> WRITTEN PROBLEM: Write out the entire listing below exactly, with the pictures left out.

[Pointing dataset records]

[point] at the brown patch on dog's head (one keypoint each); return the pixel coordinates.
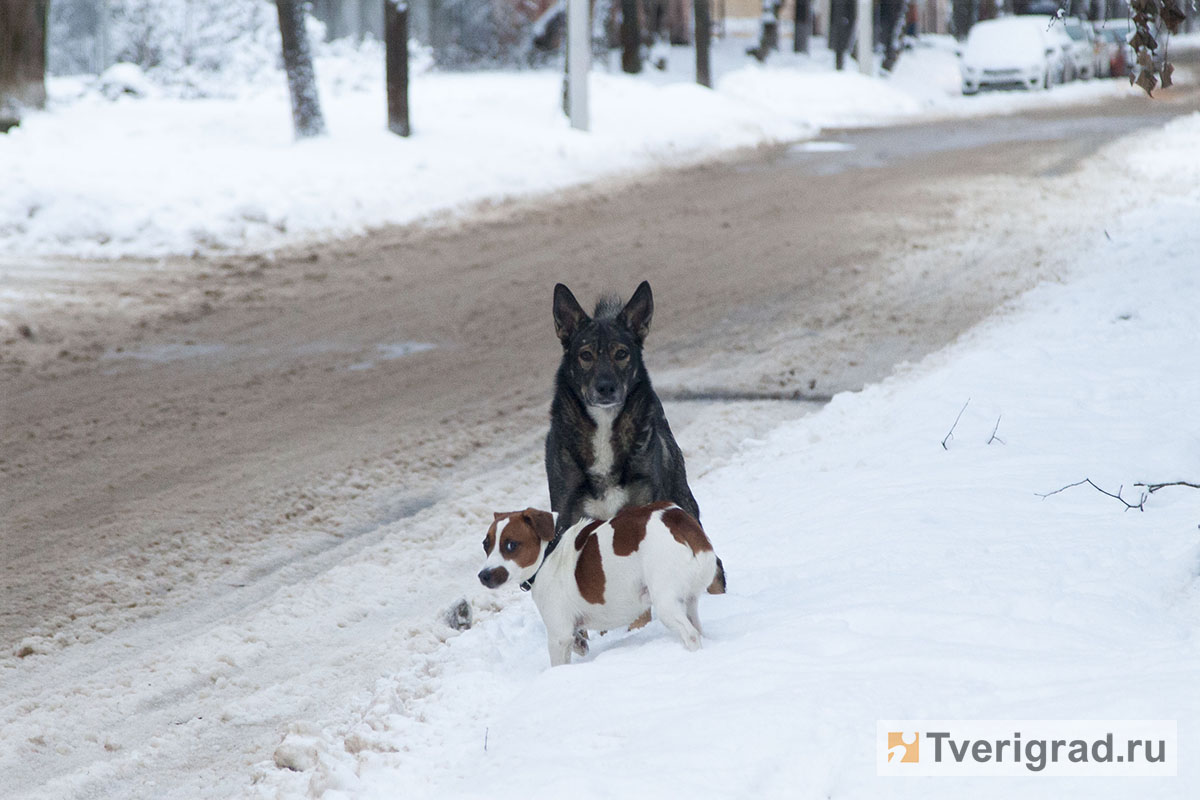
(687, 530)
(629, 527)
(521, 535)
(582, 537)
(589, 572)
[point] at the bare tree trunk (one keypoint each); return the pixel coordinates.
(803, 25)
(23, 25)
(768, 34)
(630, 37)
(892, 17)
(395, 25)
(703, 37)
(843, 16)
(677, 22)
(306, 116)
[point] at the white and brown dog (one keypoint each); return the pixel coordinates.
(605, 575)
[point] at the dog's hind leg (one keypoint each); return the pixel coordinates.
(673, 613)
(694, 613)
(561, 650)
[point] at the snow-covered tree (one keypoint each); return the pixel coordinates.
(23, 25)
(306, 116)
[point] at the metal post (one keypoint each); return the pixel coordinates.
(579, 61)
(865, 50)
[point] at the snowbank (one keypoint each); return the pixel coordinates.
(161, 175)
(874, 573)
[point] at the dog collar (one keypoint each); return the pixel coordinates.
(526, 585)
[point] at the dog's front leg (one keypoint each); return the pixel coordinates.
(561, 648)
(573, 507)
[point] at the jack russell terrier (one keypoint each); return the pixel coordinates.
(604, 575)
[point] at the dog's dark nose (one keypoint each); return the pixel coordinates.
(606, 389)
(495, 577)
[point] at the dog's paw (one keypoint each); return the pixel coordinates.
(459, 615)
(641, 621)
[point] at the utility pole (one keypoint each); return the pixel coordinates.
(703, 36)
(579, 61)
(865, 50)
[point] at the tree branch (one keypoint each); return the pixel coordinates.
(1155, 487)
(1140, 505)
(994, 437)
(951, 433)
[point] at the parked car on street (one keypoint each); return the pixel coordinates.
(1012, 53)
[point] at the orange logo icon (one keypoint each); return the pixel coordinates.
(904, 747)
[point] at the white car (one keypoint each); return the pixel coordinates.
(1011, 53)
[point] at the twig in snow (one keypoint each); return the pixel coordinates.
(994, 437)
(1155, 487)
(951, 433)
(1140, 505)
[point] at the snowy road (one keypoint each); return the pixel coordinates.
(190, 462)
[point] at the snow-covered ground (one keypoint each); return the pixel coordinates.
(160, 175)
(874, 573)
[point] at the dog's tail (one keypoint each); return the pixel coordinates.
(718, 585)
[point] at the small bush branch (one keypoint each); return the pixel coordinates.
(1155, 487)
(1140, 505)
(994, 437)
(951, 433)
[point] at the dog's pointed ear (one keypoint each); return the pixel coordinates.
(637, 312)
(568, 313)
(541, 522)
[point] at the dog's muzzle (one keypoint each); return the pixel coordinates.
(493, 577)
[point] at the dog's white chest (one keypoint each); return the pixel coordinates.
(612, 497)
(601, 443)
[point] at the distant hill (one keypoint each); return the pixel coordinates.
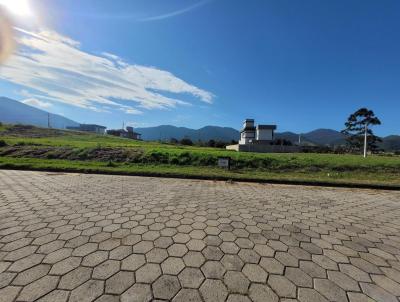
(166, 132)
(326, 137)
(391, 143)
(317, 137)
(294, 138)
(14, 112)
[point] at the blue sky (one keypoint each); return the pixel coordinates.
(300, 64)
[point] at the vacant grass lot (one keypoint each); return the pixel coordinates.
(49, 149)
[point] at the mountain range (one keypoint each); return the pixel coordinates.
(166, 132)
(15, 112)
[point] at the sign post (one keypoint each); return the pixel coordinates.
(224, 162)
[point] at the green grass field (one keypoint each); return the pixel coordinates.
(48, 149)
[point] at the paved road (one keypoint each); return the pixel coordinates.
(72, 237)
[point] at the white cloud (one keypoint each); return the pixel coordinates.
(37, 103)
(57, 70)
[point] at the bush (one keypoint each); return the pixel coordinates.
(186, 142)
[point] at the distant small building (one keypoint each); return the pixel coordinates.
(89, 128)
(260, 138)
(262, 134)
(128, 133)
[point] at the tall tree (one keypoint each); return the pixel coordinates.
(358, 130)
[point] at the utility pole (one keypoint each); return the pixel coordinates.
(365, 140)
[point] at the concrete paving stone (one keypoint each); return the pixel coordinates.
(85, 249)
(392, 273)
(65, 266)
(377, 293)
(108, 298)
(217, 240)
(264, 250)
(20, 253)
(137, 293)
(172, 265)
(120, 282)
(343, 281)
(55, 296)
(50, 247)
(166, 287)
(32, 274)
(177, 250)
(120, 252)
(213, 269)
(286, 259)
(255, 273)
(163, 242)
(148, 273)
(330, 290)
(237, 298)
(133, 262)
(282, 286)
(131, 239)
(325, 262)
(25, 263)
(298, 277)
(271, 265)
(194, 259)
(236, 282)
(58, 255)
(358, 297)
(38, 288)
(213, 291)
(191, 277)
(249, 256)
(310, 295)
(6, 278)
(232, 262)
(262, 293)
(106, 269)
(87, 292)
(75, 278)
(212, 253)
(95, 258)
(387, 284)
(354, 272)
(229, 248)
(9, 293)
(365, 266)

> FULL SOLUTION:
[point] at the brown patch on dog's head (one keypoint each); return the pixel coordinates.
(687, 530)
(629, 527)
(521, 535)
(582, 537)
(589, 572)
[point] at the bare tree trunk (one keypoint each); return the pixel coordinates.
(803, 25)
(23, 25)
(768, 34)
(630, 37)
(892, 17)
(395, 25)
(703, 37)
(843, 16)
(677, 22)
(306, 116)
[point] at the white and brown dog (one keypoint each); return the pixel coordinates.
(605, 575)
[point] at the dog's hind leg (one keypoint each); return the pixel coordinates.
(673, 613)
(694, 613)
(561, 650)
[point] at the snow-covered tree (one keypoint each); return the pixel coordinates.
(23, 25)
(306, 116)
[point] at the metal post (one keypoint each); return the pixel coordinates.
(579, 61)
(865, 50)
[point] at the snowbank (one keypoint each); return the pixel coordinates.
(161, 175)
(874, 573)
[point] at the dog collar (one keypoint each); return the pixel coordinates.
(526, 585)
[point] at the dog's front leg (one keypoint each); return the pixel coordinates.
(561, 648)
(573, 507)
[point] at the jack russell terrier (one keypoint each); return the pixel coordinates.
(604, 575)
[point] at the dog's dark nose (one keypoint each); return the pixel coordinates.
(606, 389)
(495, 577)
[point] at the dog's paw (one keypoint each); return the pixel coordinates.
(459, 615)
(641, 621)
[point] at the utility pole (one keypoint each); return the pixel coordinates.
(703, 36)
(579, 61)
(865, 50)
[point] at the tree branch (one keypoint each); return the pixel coordinates.
(1155, 487)
(1140, 505)
(994, 437)
(951, 433)
[point] at the parked car on street (one keypoint each); return the pixel coordinates.
(1012, 53)
[point] at the orange logo icon (one keypoint each); return the pixel coordinates.
(904, 747)
[point] at the white car (one keypoint each); return the pixel coordinates.
(1011, 53)
[point] at the twig in snow (one keypoint each); return the pixel coordinates.
(994, 437)
(1155, 487)
(951, 433)
(1140, 505)
[point] at the snowy road (one keypoint each); return the pixel coordinates.
(190, 462)
[point] at the snow-covered ground (one keypoint each); return the pixel coordinates.
(160, 175)
(874, 573)
[point] at the dog's tail (one keypoint each); return the pixel coordinates.
(718, 585)
[point] at the small bush branch (one keypoint each); return the pixel coordinates.
(1155, 487)
(1140, 505)
(994, 437)
(951, 433)
[point] at the dog's pointed ear (one keypoint each); return the pixel coordinates.
(637, 312)
(568, 313)
(541, 522)
[point] at the dog's muzzle (one keypoint each); return the pixel coordinates.
(493, 577)
[point] at the dog's white chest (one keypoint each); return the pixel coordinates.
(612, 497)
(601, 443)
[point] at the distant hill (one keypoint each); return the pixel coordinates.
(166, 132)
(326, 137)
(391, 143)
(317, 137)
(294, 138)
(14, 112)
[point] at the blue sky (one keypoint each); return the pixel coordinates.
(300, 64)
[point] at the vacant grass lot (one keypoint each); return the pixel coordinates.
(49, 149)
[point] at the mountain range (one keypoint each); return the pixel coordinates.
(166, 132)
(15, 112)
[point] at the sign post (one keypoint each); return the pixel coordinates.
(224, 162)
[point] at the green grass field (one keypoint each); return the pixel coordinates.
(48, 149)
[point] at the paved road (one keypoint each); return the pixel coordinates.
(72, 237)
[point] at the white cloud (one keypoint each); return the pixel coordinates.
(37, 103)
(57, 70)
[point] at the bush (one keypoint each); return the pixel coordinates.
(186, 142)
[point] at the distant small building (one keypoint each); return the pixel coordinates.
(89, 128)
(260, 138)
(262, 134)
(128, 133)
[point] at the tall tree (one keypoint each); return the pixel coordinates.
(358, 130)
[point] at the utility pole (one keypoint each); return the pixel coordinates.
(365, 140)
[point] at the concrete paving stone (one keypoint each); return the pixel coordinates.
(85, 249)
(392, 273)
(65, 266)
(377, 293)
(108, 298)
(217, 240)
(264, 250)
(20, 253)
(137, 293)
(172, 265)
(120, 282)
(343, 281)
(55, 296)
(50, 247)
(166, 287)
(32, 274)
(177, 250)
(120, 252)
(213, 269)
(286, 259)
(255, 273)
(163, 242)
(148, 273)
(330, 290)
(237, 298)
(133, 262)
(282, 286)
(131, 239)
(325, 262)
(25, 263)
(298, 277)
(271, 265)
(194, 259)
(236, 282)
(58, 255)
(358, 297)
(38, 288)
(213, 291)
(191, 277)
(249, 256)
(310, 295)
(6, 278)
(232, 262)
(262, 293)
(106, 269)
(87, 292)
(75, 278)
(212, 253)
(95, 258)
(387, 284)
(354, 272)
(229, 248)
(9, 293)
(365, 266)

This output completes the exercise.